§ DESCRIPTION OF THE TASK: Turn the listing below into a two-column CSV with columns named instruction and outline. Give one row per instruction in the listing, pairing its text with its answer, and put each in a single quoted field with line breaks replaced by spaces.

§ RECORDS FOR THE EXERCISE:
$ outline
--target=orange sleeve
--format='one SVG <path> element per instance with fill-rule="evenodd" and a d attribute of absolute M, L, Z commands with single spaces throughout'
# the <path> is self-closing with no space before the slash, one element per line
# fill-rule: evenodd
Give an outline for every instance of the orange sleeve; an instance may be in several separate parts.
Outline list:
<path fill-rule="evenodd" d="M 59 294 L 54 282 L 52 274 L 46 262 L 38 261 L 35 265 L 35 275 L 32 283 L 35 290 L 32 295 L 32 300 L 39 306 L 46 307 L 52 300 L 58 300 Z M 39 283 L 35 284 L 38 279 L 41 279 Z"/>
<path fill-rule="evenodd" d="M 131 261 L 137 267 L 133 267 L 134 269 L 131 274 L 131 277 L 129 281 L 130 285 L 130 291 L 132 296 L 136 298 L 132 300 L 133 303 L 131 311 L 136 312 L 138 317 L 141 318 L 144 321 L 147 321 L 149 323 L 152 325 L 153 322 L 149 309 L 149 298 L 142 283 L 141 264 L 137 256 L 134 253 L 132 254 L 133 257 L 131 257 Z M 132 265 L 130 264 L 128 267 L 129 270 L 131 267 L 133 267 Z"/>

§ RESPONSE:
instruction,outline
"$ outline --target=orange sleeve --format='one SVG <path> element per instance with fill-rule=""evenodd"" and a d attribute of absolute M, L, Z commands with single spaces throughout' # the <path> is self-closing with no space before the slash, one element per line # fill-rule: evenodd Give an outline for every instance of the orange sleeve; an instance may be in several separate parts. Outline list:","<path fill-rule=""evenodd"" d=""M 59 294 L 54 282 L 52 274 L 46 262 L 38 261 L 35 265 L 35 275 L 32 283 L 35 290 L 32 295 L 32 300 L 39 306 L 46 307 L 52 300 L 58 300 Z M 39 283 L 35 284 L 38 279 L 41 279 Z""/> <path fill-rule=""evenodd"" d=""M 131 261 L 137 267 L 133 267 L 134 269 L 131 274 L 131 277 L 129 281 L 130 285 L 130 291 L 132 296 L 136 298 L 132 300 L 133 303 L 131 311 L 136 312 L 138 317 L 141 318 L 144 321 L 147 321 L 149 323 L 152 325 L 153 322 L 149 309 L 149 298 L 142 283 L 141 264 L 137 256 L 134 253 L 132 254 L 133 257 L 131 257 Z M 132 265 L 130 264 L 128 267 L 129 270 L 131 267 L 133 267 Z""/>"